* [FRAGMENTO DEL DOCUMENTO]
Diciembre de 1938. Un grupo de científicos alemanes descubren la fisión nuclear. Los nazis están en disposición de crear la bomba atómica; mientras tanto, en la Universidad de Berkeley, EE.UU., un joven prodigio de la física llamado J. Robert Oppenheimer —la J es muda— se labra una reputación por sus ideas revolucionarias. ¡Hitler invade Polonia! La IIGM es inminente, pero lejos del campo de batalla se libra una lucha entre las mentes más brillantes de ambos bandos; una carrera contrarreloj por controlar la fuerza del Universo y utilizarla contra el enemigo en un último acto de destrucción. Aquel que lo consiga le habrá entregado a la Humanidad la llave para destruirse a sí misma. Se habrá convertido en la muerte.
Este es el núcleo alrededor del cual gravita la asombrosa nueva historia de Christopher Nolan, Oppenheimer (2023). Para entender su origen debemos remontarnos a 2021, fecha en la cual descubre la biografía ganadora del Pulitzer American Prometheus (2005) de Kai Bird y Martin J. Sherwin, convirtiéndola en su próxima película. Un año más tarde, con el guion ya terminado, se hace oficial la noticia.
Lo siguiente sería conformar el equipo idóneo para realizar su obra más ambiciosa hasta la fecha, su particular Proyecto Manhattan. El peso de interpretar al «padre de la bomba atómica» recayó sobre los avezados hombros del actor irlandés Cillian Murphy, con quien Nolan ya había trabajado hasta en cinco ocasiones. El reparto lo completaron estrellas del firmamento Hollywood como Matt Damon, Robert Downey Jr. o Emily Blunt. Su fotógrafo de confianza Hoyte van Hoytema y Ludwig Göransson, el compositor que nos hizo olvidar a Hans Zimmer, no dudaron en seguirle más allá de los confines de su locura.
La meteórica carrera de Nolan ha atravesado múltiples fases creativas que revelan la genialidad de una mente en constante ebullición. Desde la deslumbrante Memento (2000) hasta Tenet (2020) pasando por El truco final (2006) o El caballero oscuro (2008), el británico se ha convertido por derecho propio en uno de los cineastas más estimulantes de su generación. Allá donde otros fracasan él triunfa, combinando reflexión con entretenimiento, épica y melodrama de forma quirúrgica y equilibrada, como si de una fórmula matemática se tratara. Su filmografía es paradójica, en ocasiones indescifrable, cabalga contradicciones sin despeinarse y sin diluir su autoría, sino todo lo contrario, redoblándola. Un director anacrónico que es, al mismo tiempo, epítome de la posmodernidad; una figura enigmática, alejada del ruido mediático y gurú cinematográfico de la juventud. Nolan es el Oppenheimer del cine.

* [MATERIAL EXTRAÍDO]

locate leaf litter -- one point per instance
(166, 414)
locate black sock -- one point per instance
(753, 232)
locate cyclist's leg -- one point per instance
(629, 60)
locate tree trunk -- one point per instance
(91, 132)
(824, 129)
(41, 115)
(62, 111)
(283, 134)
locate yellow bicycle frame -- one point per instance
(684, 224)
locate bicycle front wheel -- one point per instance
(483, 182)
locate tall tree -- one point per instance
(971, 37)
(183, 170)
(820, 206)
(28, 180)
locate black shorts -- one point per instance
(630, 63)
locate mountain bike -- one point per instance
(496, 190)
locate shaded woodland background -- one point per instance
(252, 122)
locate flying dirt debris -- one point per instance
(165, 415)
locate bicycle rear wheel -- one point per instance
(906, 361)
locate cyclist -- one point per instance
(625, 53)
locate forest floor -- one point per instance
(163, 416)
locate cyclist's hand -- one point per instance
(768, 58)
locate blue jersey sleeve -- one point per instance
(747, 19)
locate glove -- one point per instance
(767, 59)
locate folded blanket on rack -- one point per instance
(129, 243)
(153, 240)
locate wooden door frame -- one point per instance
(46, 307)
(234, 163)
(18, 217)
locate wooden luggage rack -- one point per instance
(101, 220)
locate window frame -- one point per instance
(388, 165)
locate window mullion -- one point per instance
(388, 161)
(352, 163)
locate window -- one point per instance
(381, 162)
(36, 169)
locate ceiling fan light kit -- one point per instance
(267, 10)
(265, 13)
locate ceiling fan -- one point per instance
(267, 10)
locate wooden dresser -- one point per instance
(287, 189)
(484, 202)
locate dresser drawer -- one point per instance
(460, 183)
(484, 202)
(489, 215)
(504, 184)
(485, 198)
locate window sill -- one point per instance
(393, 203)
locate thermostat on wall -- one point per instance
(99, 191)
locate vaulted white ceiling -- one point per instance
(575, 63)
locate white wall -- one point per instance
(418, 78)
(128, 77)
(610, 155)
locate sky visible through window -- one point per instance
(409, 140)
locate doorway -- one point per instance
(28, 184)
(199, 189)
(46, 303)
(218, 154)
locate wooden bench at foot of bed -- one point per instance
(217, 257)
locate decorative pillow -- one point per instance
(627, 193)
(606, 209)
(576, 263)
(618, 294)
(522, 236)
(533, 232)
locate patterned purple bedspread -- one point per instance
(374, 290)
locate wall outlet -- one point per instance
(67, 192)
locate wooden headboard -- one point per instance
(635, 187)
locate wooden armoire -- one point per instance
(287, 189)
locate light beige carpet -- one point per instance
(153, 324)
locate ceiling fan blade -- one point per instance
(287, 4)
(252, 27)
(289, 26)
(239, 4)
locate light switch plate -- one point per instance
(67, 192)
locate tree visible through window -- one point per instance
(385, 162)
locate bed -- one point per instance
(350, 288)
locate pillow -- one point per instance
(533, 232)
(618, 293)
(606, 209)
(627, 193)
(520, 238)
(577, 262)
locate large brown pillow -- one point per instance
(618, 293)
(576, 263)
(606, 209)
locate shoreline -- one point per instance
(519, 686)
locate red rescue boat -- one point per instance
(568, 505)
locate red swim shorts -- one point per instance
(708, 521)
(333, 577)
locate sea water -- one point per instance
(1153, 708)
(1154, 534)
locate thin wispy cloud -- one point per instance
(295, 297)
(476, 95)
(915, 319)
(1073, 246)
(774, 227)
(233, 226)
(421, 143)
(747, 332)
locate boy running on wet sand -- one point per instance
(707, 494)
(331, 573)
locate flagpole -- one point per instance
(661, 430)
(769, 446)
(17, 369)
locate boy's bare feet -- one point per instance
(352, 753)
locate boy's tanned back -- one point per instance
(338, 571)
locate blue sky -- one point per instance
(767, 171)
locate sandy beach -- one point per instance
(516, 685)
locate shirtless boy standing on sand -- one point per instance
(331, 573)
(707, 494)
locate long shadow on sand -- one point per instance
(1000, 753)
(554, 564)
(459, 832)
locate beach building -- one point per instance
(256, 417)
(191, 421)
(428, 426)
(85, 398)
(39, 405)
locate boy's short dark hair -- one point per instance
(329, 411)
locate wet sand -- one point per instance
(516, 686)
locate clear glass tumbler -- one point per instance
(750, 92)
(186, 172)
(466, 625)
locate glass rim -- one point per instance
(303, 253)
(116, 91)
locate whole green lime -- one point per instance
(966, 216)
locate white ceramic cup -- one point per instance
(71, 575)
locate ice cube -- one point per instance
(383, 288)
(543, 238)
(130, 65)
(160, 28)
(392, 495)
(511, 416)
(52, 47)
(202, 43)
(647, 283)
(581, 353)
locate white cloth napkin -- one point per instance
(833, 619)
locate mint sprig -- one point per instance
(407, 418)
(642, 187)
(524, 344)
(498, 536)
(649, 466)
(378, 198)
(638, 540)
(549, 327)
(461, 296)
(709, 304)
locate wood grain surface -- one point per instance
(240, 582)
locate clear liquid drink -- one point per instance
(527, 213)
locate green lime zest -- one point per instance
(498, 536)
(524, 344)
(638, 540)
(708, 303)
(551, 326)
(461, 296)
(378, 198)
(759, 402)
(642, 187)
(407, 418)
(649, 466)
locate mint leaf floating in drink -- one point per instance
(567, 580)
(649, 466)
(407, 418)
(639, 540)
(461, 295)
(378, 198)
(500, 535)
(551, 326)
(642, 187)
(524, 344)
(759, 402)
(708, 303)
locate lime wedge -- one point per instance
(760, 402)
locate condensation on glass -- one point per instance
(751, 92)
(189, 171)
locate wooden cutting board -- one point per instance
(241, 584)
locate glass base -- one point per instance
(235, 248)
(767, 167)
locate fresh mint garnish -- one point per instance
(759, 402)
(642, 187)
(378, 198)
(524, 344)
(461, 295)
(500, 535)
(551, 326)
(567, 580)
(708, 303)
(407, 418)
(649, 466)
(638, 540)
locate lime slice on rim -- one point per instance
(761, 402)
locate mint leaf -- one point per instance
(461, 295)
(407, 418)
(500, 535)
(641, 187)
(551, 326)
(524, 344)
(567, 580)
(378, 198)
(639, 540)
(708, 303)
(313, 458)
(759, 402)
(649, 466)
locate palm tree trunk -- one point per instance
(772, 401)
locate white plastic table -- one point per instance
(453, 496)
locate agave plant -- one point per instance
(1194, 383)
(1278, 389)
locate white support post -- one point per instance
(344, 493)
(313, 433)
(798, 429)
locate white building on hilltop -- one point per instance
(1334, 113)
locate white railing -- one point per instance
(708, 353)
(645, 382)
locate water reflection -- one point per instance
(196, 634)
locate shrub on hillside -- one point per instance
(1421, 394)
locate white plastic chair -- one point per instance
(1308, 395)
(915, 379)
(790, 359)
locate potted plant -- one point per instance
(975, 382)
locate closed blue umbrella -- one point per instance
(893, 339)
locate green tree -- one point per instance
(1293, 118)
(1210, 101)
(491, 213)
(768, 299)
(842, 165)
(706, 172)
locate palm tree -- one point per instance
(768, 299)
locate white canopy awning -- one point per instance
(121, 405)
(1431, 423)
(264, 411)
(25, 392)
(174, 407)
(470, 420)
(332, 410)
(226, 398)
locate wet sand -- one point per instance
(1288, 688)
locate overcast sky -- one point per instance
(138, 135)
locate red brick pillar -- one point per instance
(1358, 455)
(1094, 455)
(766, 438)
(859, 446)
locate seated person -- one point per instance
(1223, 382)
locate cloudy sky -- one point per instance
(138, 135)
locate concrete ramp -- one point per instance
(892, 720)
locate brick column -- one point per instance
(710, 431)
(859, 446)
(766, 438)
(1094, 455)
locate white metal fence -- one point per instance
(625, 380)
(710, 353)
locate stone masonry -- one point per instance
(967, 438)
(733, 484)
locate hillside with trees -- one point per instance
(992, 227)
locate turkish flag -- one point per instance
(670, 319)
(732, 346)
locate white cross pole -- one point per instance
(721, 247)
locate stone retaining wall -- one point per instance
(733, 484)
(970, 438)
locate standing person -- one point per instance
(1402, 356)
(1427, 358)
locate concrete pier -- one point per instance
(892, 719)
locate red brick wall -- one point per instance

* [INSTRUCCIÓN ESCRITA 1] En el texto sobre Oppenheimer, sustituye "actor irlandés" por "intérprete irlandés" y reproduce el pasaje que va de "Lo siguiente sería" a "de su locura.", ambos incluidos.
* [INSTRUCCIÓN ESCRITA 2] Enumera todas las películas de Christopher Nolan que se mencionan en el texto sobre Oppenheimer, con el año que se indica para cada una.
* [INSTRUCCIÓN ESCRITA 3] Según el texto sobre Oppenheimer, ¿en qué año descubre Nolan la biografía American Prometheus?

* [RESPUESTA COMPLETA 1]
Lo siguiente sería conformar el equipo idóneo para realizar su obra más ambiciosa hasta la fecha, su particular Proyecto Manhattan. El peso de interpretar al «padre de la bomba atómica» recayó sobre los avezados hombros del intérprete irlandés Cillian Murphy, con quien Nolan ya había trabajado hasta en cinco ocasiones. El reparto lo completaron estrellas del firmamento Hollywood como Matt Damon, Robert Downey Jr. o Emily Blunt. Su fotógrafo de confianza Hoyte van Hoytema y Ludwig Göransson, el compositor que nos hizo olvidar a Hans Zimmer, no dudaron en seguirle más allá de los confines de su locura.

* [RESPUESTA COMPLETA 2]
Oppenheimer (2023)
Memento (2000)
Tenet (2020)
El truco final (2006)
El caballero oscuro (2008)

* [RESPUESTA COMPLETA 3] En 2021.